▽
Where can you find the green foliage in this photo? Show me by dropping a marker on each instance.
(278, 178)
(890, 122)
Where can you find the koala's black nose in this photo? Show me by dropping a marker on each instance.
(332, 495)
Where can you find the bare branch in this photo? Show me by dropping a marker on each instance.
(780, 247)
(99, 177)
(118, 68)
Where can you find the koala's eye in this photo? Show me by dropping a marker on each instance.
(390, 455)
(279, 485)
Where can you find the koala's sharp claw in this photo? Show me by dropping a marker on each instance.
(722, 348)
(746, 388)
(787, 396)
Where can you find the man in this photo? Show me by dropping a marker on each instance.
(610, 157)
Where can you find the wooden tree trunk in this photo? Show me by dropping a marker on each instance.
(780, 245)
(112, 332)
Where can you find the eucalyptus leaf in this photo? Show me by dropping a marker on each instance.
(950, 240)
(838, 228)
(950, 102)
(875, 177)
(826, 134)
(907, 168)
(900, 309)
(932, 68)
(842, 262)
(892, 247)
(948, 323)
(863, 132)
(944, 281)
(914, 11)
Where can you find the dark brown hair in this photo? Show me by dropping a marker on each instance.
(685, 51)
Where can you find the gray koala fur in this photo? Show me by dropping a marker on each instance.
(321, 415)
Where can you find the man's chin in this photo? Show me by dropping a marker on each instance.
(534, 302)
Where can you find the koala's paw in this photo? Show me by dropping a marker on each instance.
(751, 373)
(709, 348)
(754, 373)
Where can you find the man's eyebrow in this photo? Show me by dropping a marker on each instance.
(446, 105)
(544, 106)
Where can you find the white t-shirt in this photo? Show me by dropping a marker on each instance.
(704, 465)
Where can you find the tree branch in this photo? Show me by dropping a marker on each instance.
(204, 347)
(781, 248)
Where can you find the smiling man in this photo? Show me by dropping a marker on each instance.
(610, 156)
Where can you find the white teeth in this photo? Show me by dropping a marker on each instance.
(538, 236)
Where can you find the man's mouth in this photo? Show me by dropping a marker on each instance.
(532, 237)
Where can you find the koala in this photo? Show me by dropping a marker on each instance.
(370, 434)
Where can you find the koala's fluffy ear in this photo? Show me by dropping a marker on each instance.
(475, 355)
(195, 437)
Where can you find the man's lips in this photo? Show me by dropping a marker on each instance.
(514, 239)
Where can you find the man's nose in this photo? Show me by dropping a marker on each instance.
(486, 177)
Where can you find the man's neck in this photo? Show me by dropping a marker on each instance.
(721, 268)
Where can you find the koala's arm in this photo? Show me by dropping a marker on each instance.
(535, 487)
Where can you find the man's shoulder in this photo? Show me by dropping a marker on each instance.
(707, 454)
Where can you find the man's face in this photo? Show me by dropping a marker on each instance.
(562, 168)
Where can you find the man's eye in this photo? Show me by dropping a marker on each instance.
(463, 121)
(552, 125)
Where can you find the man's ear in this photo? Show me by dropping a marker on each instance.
△
▽
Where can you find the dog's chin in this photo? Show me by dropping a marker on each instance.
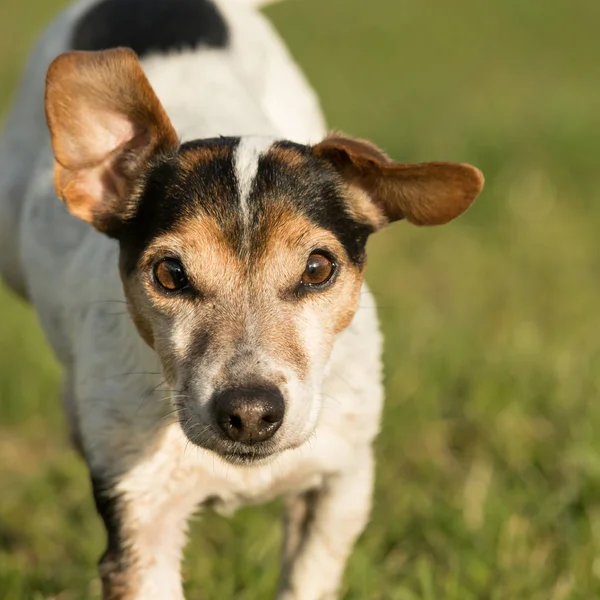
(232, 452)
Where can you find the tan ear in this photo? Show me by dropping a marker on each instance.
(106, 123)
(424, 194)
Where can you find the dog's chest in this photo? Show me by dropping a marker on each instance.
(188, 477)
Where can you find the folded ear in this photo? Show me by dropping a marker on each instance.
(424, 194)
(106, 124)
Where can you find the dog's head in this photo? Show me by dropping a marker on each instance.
△
Given request:
Starting at the line that contains "Where can you find the man's neck" and ending after the line that contains "Where can you find the man's ear", recast those lines as a Markdown table with the columns Index and Line, numbering each row and omitting any blank lines.

Problem solution:
| Index | Line |
|---|---|
| 1 | Where can you find the man's neck in this photo? Show me by dropping a marker on each instance. |
| 2 | (721, 268) |
| 3 | Where can you find the koala's arm in this photo? Show me by dropping a marker on each instance. |
| 4 | (535, 487) |
| 5 | Where can you find the man's shoulder in this photo? Show me by dropping a marker on each instance. |
| 6 | (707, 454) |
| 7 | Where can you find the man's face in this photo? Show me by dropping a marker on each instance. |
| 8 | (562, 168) |
| 9 | Where can you find the man's eye in this photo? Show me by dropping a marker on each instance. |
| 10 | (463, 121) |
| 11 | (552, 125) |
| 12 | Where can you find the man's ear in this photo? Show me by dropping a marker on each instance. |